The problem: Return each line of the entries below that contains the string "rear". Case counts, so a line with the string in different capitalization does not match.

Material for the task:
* Begin *

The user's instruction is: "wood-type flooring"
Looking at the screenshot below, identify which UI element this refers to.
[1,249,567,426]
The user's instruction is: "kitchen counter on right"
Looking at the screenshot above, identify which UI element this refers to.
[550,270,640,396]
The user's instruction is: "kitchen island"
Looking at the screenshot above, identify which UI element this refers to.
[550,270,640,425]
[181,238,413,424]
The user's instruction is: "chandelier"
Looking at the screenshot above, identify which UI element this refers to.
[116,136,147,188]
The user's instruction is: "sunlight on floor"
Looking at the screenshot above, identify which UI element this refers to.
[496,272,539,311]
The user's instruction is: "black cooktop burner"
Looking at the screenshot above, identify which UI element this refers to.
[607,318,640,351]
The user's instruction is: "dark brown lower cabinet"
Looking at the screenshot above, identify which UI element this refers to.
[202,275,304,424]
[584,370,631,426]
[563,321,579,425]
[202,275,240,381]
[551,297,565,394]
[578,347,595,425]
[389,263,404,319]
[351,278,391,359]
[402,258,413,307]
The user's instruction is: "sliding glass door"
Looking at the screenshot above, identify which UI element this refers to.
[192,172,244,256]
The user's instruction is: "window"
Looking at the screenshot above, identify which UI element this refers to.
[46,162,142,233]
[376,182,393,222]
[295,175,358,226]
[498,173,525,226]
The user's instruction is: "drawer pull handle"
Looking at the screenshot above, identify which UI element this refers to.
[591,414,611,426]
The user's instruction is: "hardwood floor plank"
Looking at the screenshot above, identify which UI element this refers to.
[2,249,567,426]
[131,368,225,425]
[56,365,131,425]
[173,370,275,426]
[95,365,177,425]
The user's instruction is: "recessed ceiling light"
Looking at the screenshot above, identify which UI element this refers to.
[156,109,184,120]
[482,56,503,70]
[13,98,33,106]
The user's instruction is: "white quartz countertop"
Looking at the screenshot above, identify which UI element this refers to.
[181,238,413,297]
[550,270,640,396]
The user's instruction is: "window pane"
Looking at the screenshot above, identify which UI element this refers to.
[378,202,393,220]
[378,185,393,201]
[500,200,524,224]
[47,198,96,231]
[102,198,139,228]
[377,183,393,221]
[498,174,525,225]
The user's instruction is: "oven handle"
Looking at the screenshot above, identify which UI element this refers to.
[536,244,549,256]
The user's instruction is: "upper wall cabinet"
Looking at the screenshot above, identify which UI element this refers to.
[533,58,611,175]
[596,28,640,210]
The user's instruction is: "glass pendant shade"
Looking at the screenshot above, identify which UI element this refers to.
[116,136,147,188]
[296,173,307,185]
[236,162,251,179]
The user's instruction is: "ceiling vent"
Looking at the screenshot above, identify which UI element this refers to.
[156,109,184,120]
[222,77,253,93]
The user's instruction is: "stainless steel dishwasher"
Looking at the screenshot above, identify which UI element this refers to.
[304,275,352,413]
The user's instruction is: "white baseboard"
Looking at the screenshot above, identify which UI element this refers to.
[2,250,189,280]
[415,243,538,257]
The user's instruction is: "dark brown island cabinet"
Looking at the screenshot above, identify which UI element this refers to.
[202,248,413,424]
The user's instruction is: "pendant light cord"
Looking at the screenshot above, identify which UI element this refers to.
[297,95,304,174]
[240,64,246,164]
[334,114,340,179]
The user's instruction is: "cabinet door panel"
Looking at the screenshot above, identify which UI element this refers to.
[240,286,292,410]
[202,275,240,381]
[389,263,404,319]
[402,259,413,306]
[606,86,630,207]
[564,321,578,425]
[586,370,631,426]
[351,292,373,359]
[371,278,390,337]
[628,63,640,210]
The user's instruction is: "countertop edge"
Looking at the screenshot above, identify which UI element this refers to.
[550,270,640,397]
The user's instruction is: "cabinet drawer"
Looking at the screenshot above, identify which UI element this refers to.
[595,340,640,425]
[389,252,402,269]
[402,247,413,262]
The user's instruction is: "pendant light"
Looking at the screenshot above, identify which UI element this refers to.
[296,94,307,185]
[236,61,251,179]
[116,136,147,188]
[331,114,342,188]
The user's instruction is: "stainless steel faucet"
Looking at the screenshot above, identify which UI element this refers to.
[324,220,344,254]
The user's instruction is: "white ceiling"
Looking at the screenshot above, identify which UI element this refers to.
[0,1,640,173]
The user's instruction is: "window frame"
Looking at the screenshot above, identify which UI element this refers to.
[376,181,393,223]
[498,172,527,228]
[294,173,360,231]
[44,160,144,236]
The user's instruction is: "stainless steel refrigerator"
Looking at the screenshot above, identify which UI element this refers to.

* End *
* Begin *

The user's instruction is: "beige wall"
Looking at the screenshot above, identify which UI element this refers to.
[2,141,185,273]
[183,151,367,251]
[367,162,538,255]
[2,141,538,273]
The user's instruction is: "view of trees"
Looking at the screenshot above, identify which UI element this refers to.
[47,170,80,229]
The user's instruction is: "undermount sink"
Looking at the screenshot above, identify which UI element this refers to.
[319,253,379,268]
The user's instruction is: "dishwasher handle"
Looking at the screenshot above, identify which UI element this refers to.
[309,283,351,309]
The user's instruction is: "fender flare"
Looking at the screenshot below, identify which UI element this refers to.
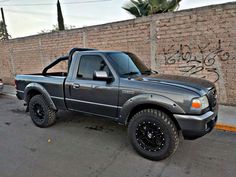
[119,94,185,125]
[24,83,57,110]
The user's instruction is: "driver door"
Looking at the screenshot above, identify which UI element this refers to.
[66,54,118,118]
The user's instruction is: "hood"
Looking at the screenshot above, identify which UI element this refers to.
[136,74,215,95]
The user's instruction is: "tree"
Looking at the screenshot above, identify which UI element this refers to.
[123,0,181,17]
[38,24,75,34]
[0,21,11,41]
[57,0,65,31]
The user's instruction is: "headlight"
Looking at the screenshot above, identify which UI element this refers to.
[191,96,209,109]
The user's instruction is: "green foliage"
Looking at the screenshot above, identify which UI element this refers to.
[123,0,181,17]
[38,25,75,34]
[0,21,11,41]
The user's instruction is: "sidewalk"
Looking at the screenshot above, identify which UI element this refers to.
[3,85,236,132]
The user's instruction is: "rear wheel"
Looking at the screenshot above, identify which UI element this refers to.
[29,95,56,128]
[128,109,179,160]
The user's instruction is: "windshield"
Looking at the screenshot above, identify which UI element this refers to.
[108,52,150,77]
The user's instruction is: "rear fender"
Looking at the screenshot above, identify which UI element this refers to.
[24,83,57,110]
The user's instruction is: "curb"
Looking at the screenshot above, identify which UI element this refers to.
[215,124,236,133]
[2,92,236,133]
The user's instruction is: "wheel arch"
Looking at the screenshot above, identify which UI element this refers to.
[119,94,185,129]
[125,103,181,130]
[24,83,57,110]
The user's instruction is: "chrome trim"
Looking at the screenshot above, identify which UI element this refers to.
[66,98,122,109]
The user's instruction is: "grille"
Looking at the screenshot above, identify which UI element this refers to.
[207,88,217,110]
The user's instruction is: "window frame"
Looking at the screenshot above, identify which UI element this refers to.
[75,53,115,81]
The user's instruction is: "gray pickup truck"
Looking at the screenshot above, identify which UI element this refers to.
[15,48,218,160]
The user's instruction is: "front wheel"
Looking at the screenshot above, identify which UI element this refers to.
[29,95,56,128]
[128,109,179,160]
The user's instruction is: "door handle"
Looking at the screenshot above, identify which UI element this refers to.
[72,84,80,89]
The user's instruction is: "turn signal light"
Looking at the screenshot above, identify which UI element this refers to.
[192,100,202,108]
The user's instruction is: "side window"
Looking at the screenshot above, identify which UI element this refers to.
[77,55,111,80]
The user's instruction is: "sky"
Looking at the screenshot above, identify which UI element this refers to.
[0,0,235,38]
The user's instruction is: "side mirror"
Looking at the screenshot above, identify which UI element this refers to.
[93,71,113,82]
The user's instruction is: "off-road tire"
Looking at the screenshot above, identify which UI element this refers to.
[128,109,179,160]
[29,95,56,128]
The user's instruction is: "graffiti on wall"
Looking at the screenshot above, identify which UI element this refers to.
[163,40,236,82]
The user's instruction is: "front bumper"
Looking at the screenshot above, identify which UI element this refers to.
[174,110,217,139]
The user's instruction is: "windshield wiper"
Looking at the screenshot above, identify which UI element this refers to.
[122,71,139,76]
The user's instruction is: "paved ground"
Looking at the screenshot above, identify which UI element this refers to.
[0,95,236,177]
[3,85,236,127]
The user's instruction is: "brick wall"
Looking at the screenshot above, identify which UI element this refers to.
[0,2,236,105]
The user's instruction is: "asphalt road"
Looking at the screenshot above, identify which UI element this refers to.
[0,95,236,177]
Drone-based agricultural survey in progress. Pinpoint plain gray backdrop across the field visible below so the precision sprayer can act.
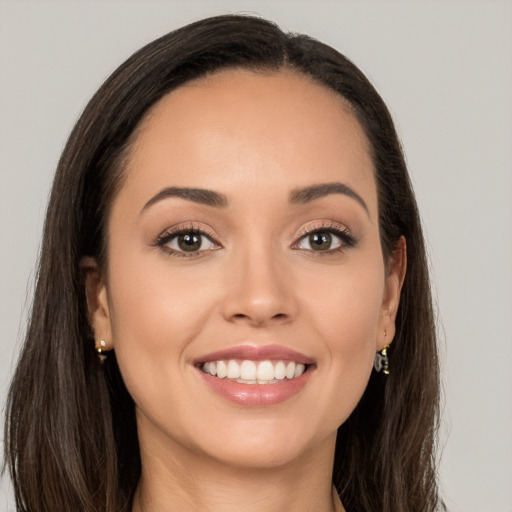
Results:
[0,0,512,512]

* End *

Task solution:
The user's instruction is: "rear wheel"
The user's instruction is: "rear fender"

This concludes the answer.